## Text extract
════════
The first Spanish written constitution, forced upon Ferdinand VII upon his restoration to the throne in 1812, was ahead of its time. No other colonial power in the New World had granted so many rights and privileges to its possessions. The constitution was in effect a last-ditch attempt at keeping the Spanish-American colonies from seceding. The colonies, including Puerto Rico, were granted the status of Spanish provinces, with full voting representation in the Cortes, something that the English colonies never had, and which the French territories would not achieve until 1946, nor the Dutch, under a different kind of structure, until 1954. Puerto Rico has not known either under the United States, although its residents were given citizenship of sorts in 1917. Spanish citizenship, under conditions of full equality with Spaniards, was also extended to free Puerto Ricans. Puerto Rico, together with the other colonies, also obtained the right to male universal suffrage, a right unknown to the French colonies until the Second Republic (1848), to the Netherlands Antilles until 1936, and to the British colonies until first given to Jamaica 1944. Puerto Rico was also granted for the first time a Diputacion Provincial, municipal offices again became elective, and freedom of expression and assembly and other human rights were recognized for the first time. Although formal political parties as such were not established, this was Puerto Rico's first experience with representative institutions.

The 1812 constitution--or the Cadiz Constitution, as it is also known--did not last long. In 1814 the conservatives overthrew it by force and restored absolute power to the king. Puerto Rico went back to its former condition of a colony subject to the unrestricted power of the Spanish monarch.

In 1820, the liberals staged another revolution and forced the king again to proclaim the Cadiz Constitution. Three years later, another insurrection repealed the constitution and Puerto Rico's freedoms were snatched away again.

Shortly after the Spanish lost the final battle for Latin American independence in 1824, Puerto Rico was subjected to as repressive a regime as it had ever known. The Spanish Governor was granted absolute powers (omnimodas) to rule, powers "as absolute as those enjoyed by the commander of a besieged city," the decree read. The subtle theory was that Spain had lost its American colonies not by reason of despotic government, but because too much freedom had been granted them. For a long time, Spanish political developments ceased having an effect on Puerto Rico. Liberal and conservative governments all agreed on giving Puerto Ricans as few human rights as possible. The omnimodas lasted until 1869.

When a new constitution was approved in 1834--the Estatuto Real, which was of conservative bent--it was not extended to Puerto Rico. Even when the Cadiz Constitution was restored in 1836 for a third time and a new liberal constitution was adopted a year later, Puerto Rico was still left out. Its deputies were denied access to parliament, and the islanders were stripped of their Spanish citizenship and earlier freedoms. The 1837 constitution simply stated that "the overseas provinces were to be governed by special laws."

In the absence of such laws (which were never enacted), the authoritarian regime continued. The constitutions of 1845 and 1854, again of conservative design, brought about no change. In 1869, after another revolution, the most liberal of nineteenth--century Spanish constitutions was adopted. The constitution's generous bill of rights was not extended to Puerto Rico until 1873, and some of the most despotic governors that Puerto Rico had ever known were sent to the island.
════════
## Available data
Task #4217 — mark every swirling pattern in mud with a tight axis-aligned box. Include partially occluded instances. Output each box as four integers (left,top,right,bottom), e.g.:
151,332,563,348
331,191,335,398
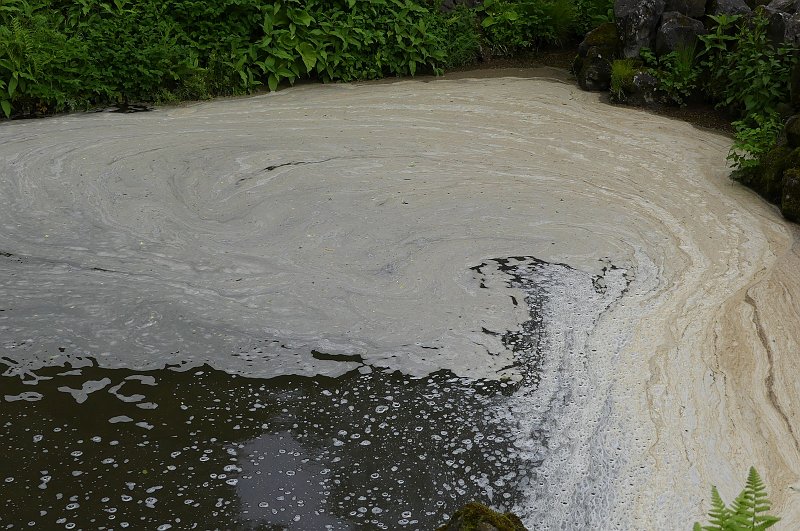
0,71,800,529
════════
## Set of tasks
1. In the passage on Puerto Rico under Spain's nineteenth-century constitutions, until what year did the governor's absolute powers, the omnimodas, remain in force?
2. Continue the passage on Puerto Rico under Spain's nineteenth-century constitutions from its last sentence.

## Per-task answers
1. 1869

2.
Under the 1869 constitution, political parties were first allowed to organize. The first political party in Puerto Rico, the Liberal Reformist party, was founded in 1870. Many of its principal leaders believed in full self-government for Puerto Rico, but the word autonomy was not used, as it was banned at the time. The party program was accordingly couched in guarded terms. It called for powers as extensive as those wielded by the Spanish provinces, a status that Puerto Rico had enjoyed under the 1812 constitution, as well as discretion "to solve such questions as were of the exclusive interest of Puerto Rico and its municipalities."

The Conservative party, later called the Unconditionally Spanish party, was founded a year later, in 1871. Men of property and all sorts of Hispanophiles flocked to its ranks. Its program was simple: believers "in the principle of authority, we have not and will not oppose the will of the Sovereign." The program further warned against Spain's extending too much liberty to the island and ended by proclaiming its pride in being Spanish subjects, "a condition to which we subordinate everything."

Upon proclamation of the First Republic in Spain in 1873, most of the demands of the Liberal Reformists were met. Freedom of speech and of the press, together with other provisions of the 1869 constitution, were extended to Puerto Rico, and slavery was abolished. In 1874, however, upon restoration of the monarchy, these liberties were again taken away. The newly established political parties were not suppressed, but they languished under the vigilant eye of the Governor, who did not hesitate to persecute their members, particularly the Liberals, on appropriate occasions, which happened to be many.

The 1876 constitution, which lasted until the proclamation of the Second Republic in 1931, represented an attempt to bring internal peace to Spain by steering a middle course between the 1869 liberal constitution and the ultraconservative one of 1845. Its bill of rights was severely narrowed; universal male suffrage was abolished; the king was given greater power vis-a-vis parliament. The new constitution retained the Diputacion Provincial, as well as the elective cabildos, the right to representation in the Cortes (which had been reestablished in 1869), and Spanish citizenship.

The 1876 constitution was formally extended to Puerto Rico in 1881. The gesture did not mean much, as the necessary legislation to extend the human rights provisions to Puerto Rico was not approved until 1897.

In 1887, unsatisfied with the somewhat timorous Liberal Reformist party, many of the old leaders and a new generation of men who would lead Puerto Rico for most of the first three decades of the twentieth century established the Autonomist party. The new party asked, still in coded language, that the Diputacion Provincial (this now meant a local parliament) be vested with power, subject to Spanish approval, to attend to all local matters, which were defined specifically to include education, the budget, public works, health, agriculture, banking, the police, immigration, waters and harbors, commerce, duties, and commercial treaties. Assimilation to Spain as a province, as under the 1812 constitution, was no longer a goal. The demand for equality of treatment was reserved to such matters as representation in the Cortes, freedom of the press and of assembly, and anything else having to do with civil rights. The party's platform requested recognition of the human rights provisions in the constitution. The Autonomist party had strong ties to the criollo, as opposed to the peninsular or native Spanish element of the population.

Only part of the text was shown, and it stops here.